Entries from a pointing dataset
# # #
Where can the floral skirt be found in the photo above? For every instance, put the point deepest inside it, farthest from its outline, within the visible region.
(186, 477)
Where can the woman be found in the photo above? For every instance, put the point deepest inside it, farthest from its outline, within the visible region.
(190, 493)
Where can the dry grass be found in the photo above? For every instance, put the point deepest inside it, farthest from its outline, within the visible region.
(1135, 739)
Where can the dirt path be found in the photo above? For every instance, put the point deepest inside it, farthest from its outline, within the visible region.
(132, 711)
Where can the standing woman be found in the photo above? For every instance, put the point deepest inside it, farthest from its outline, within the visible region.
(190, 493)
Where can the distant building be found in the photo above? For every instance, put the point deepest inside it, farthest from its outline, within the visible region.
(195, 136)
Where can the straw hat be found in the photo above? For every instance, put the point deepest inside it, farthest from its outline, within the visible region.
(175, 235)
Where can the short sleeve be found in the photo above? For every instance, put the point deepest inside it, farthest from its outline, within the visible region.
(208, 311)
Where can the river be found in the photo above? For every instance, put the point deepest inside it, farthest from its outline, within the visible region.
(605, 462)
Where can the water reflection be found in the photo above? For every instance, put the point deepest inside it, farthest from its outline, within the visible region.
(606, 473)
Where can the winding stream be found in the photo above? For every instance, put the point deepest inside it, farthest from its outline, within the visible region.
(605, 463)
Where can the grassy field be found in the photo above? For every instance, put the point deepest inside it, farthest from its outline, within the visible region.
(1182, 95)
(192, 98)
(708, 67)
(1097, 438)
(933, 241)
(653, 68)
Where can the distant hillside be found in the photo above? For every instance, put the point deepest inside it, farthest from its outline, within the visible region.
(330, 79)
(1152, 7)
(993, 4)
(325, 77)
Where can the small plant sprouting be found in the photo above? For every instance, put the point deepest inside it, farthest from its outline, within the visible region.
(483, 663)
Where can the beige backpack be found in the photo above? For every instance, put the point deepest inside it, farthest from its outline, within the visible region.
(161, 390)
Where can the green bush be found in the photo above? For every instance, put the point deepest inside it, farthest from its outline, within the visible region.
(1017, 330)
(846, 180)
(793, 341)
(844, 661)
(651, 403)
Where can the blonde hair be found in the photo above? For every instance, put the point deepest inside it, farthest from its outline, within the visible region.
# # #
Return all of the entries word for word.

● **OUTPUT OF THE EXERCISE**
Where can the floral skirt be found in the photo above? For every instance, put the point deepest inside it, farthest from its outline, within the visible region.
(186, 477)
Where can the woman be found in the photo above? For every instance, put the point deepest inside it, farthest from its outline, within the visible region.
(190, 493)
Where can the dry grass be found in the photo above? For every instance, put the point deepest inside it, farthest from its outline, within the visible region.
(1135, 739)
Where can the dirt path be found in the photo above? For every instance, put the point deepest inside it, farthest from its outline, within the visible region.
(132, 711)
Where can the standing woman be found in the photo above? For every instance, put the point deepest inside it, farthest from its outline, within the visible region.
(190, 493)
Where can the distant building be found in the photo above? For every instance, put the point deepest inside it, farthest from its outline, within the visible region.
(195, 136)
Where can the straw hat be found in the photo above? For every instance, put the point deepest inside it, farthest from its outline, within the visible region.
(175, 235)
Where can the short sleeve be found in the photo above? For every instance, put the point deepest inside it, farthest from its outline, within the visible region.
(208, 311)
Where can the river be found in the photo above? For every instance, put the point deepest inside it, farthest from its outline, within the visible region.
(605, 462)
Where can the water reflection be found in the photo above? For every instance, put the point deepest inside it, farthest from its outline, within the visible region.
(606, 473)
Where can the winding stream be found in the photo above? For every instance, put the point deepest inside it, farthest from its outline, within the visible region.
(605, 463)
Where can the grassy field be found in the photo above? For every instance, put the point deepest inside it, farthest from its outline, within the visible region.
(1182, 95)
(192, 98)
(708, 67)
(1097, 438)
(933, 241)
(653, 68)
Where can the distant hillside be found in the photo above? For every instance, put the point deepest inside it, farthest from its outline, within the visible region.
(330, 79)
(1152, 7)
(993, 4)
(325, 77)
Where can the small plant sprouting be found in the photo above? For every instance, put the point deepest inside it, farthest from its outline, within the visible region.
(483, 663)
Where can the beige backpack be found in the photo above? For every instance, put the point deepest inside it, farthest from its outline, within the visible region.
(161, 390)
Where can the green bush be found in the photo above? For every instance, put the point deepest inside it, farthest from its outline, within the visible region.
(1017, 330)
(846, 180)
(793, 341)
(844, 661)
(651, 403)
Where can the blonde hair be found in the photo above? For every instance, put the point deepest inside it, farthest from its outline, within the visible region.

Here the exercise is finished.